==== Trecho do texto ====

A decisão de fl. 117 determinou a suspensão dos atos expropriatórios.

Manifestação do exequente-impugnado às fls. 124-127.

Na data de 13-3-2019, o juiz da causa, Dr. Gustavo Santos Mottola, prolatou sentença de extinção da execução, nos seguintes termos (fls. 128-130):

3. Ante o exposto, acolho a impugnação e julgo extinto o presente cumprimento de sentença.

Condeno o exequente ao pagamento das eventuais custas e de honorários advocatícios que fixo em 10% sobre o valor executado, conforme fundamentação acima. Comunique-se o julgamento presente ao Juízo da 3ªVara, como requerido às fls. 98/99.

Publique-se, registre-se e intime-se

Transitada em julgado a decisão, arquive-se.

Contra a sentença, o impugnante opôs embargos de declaração (fls. 146-149), os quais foram acolhidos para sanar omissão, o que se deu nos seguintes termos (fls. 152-153):

3. Face ao exposto, acolho os embargos declaratórios para corrigir a omissão apontada, sendo que o dispositivo da sentença de fls 107/108 passa a ter a seguinte redação:

"3. Ante o exposto, acolho a impugnação e julgo extinto o presente cumprimento de sentença.

Condeno o exequente ao pagamento das eventuais custas e de honorários advocatícios que fixo em 10% sobre o valor executado, conforme fundamentação acima.

Comunique-se o julgamento presente ao Juízo da 3ª Vara, como requerido às fls. 98/99.

Libere-se alvará, em favor do impugnante/executado, da quantia depositada às fls. 102/103 para garantia do juízo, observando que não haverá retenção do imposto de renda, por se tratar de devolução.

Publique-se, registre-se e intime-se.

Transitada em julgado a decisão, arquive-se."

Intimem-se.

Irresignado, o exequente-impugnado interpôs recurso de apelação (fls. 133-140), argumentando, em síntese, que: (a) o juízo de primeiro grau não se manifestou acerca do pedido de gratuidade da justiça, devendo ser declarado seu deferimento tácito; (b) o título é certo, líquido e exigível, o qual determinou a devolução do veículo ao exequente, todavia, o executado já o vendeu em leilão, o que justifica o pedido de perdas e danos com fundamento na tabela FIPE; (c) ainda que o cumprimento de sentença fosse precedido de liquidação, o valor do veículo teria por base o preço estipulado na tabela FIPE; (d) subsidiariamente, o feito deve ser convertido em liquidação de sentença.

A apelação cível foi ratificada pelo recorrente à fl. 157.

Contrarrazões às fls. 165-173.

O recurso ascendeu ao Tribunal de Justiça e foi distribuído ao Desembargador Mariano do Nascimento (fls. 180-182), que, por meio da decisão de fls. 183-186, declinou da competência para este relator, em razão da prevenção.

==== Dados fornecidos ====

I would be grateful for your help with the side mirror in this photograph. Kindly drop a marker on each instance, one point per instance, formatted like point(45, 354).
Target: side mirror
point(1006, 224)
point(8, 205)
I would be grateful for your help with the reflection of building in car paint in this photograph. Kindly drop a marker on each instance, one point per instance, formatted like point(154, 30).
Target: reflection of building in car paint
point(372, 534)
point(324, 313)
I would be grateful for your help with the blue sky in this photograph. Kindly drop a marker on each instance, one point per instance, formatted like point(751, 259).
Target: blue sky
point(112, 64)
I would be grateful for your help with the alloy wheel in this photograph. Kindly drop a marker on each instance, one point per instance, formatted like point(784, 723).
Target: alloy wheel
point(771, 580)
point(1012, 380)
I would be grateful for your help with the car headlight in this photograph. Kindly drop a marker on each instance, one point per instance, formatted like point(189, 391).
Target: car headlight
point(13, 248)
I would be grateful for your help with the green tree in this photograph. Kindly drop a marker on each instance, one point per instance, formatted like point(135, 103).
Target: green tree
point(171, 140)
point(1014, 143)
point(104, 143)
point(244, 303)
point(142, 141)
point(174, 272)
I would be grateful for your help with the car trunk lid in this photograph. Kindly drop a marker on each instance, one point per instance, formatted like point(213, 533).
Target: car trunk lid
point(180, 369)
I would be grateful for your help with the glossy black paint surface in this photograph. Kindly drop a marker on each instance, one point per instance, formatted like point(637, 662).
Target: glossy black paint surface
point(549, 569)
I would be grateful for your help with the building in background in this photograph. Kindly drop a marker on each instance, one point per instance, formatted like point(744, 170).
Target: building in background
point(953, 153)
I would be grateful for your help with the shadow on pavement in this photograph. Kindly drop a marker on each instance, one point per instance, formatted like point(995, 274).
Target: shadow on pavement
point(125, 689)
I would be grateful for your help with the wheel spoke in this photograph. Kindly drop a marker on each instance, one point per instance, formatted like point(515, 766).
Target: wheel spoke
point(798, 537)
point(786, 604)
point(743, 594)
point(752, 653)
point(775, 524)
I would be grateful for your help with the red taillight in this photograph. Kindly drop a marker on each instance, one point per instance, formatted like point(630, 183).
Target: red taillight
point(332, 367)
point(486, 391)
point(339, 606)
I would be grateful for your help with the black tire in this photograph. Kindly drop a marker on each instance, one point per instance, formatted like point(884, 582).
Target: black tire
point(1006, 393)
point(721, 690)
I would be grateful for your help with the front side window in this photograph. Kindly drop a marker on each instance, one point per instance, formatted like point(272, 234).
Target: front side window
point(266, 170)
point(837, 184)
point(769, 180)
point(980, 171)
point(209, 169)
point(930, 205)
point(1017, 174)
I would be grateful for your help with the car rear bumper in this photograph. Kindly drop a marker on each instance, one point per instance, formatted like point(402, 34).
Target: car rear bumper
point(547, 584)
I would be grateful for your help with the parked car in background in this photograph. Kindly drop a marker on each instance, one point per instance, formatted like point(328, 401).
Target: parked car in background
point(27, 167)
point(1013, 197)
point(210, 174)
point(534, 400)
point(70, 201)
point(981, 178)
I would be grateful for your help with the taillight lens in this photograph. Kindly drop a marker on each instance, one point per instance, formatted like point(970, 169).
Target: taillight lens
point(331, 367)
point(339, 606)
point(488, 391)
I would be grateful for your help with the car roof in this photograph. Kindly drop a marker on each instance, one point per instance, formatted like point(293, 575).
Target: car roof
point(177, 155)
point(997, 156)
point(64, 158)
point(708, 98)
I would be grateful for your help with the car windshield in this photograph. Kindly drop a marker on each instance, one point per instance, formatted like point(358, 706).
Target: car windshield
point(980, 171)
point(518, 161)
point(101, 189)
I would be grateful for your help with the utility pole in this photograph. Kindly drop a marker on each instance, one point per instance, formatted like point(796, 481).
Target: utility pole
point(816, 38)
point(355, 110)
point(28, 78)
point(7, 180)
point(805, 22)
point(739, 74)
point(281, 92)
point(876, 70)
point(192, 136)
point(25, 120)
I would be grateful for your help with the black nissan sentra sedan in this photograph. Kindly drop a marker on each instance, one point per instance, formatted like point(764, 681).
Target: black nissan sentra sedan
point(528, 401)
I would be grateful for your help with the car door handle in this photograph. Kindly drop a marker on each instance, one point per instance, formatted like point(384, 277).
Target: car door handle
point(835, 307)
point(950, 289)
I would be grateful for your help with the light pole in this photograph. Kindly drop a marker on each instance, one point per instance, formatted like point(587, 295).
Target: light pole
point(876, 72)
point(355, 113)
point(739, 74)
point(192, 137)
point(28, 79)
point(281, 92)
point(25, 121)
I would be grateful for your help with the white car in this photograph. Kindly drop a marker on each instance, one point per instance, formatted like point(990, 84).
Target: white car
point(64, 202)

====

## [Instruções das tarefas]
#1 Indique se cada afirmação abaixo está de acordo com o trecho, respondendo sim ou não e citando literalmente as palavras do trecho que decidem a questão.
(a) A sentença de extinção fixou os honorários advocatícios em 10% sobre o valor executado.
(b) Os embargos de declaração opostos pelo impugnante foram rejeitados.
(c) O alvará liberado em favor do impugnante/executado sofreria retenção do imposto de renda.
#2 De acordo com o trecho, a qual desembargador o recurso foi distribuído quando ascendeu ao Tribunal de Justiça?

## [Respostas por tarefa]
#1
(a) Sim: "honorários advocatícios que fixo em 10% sobre o valor executado".
(b) Não: "os quais foram acolhidos para sanar omissão".
(c) Não: "não haverá retenção do imposto de renda, por se tratar de devolução".

#2 Ao Desembargador Mariano do Nascimento.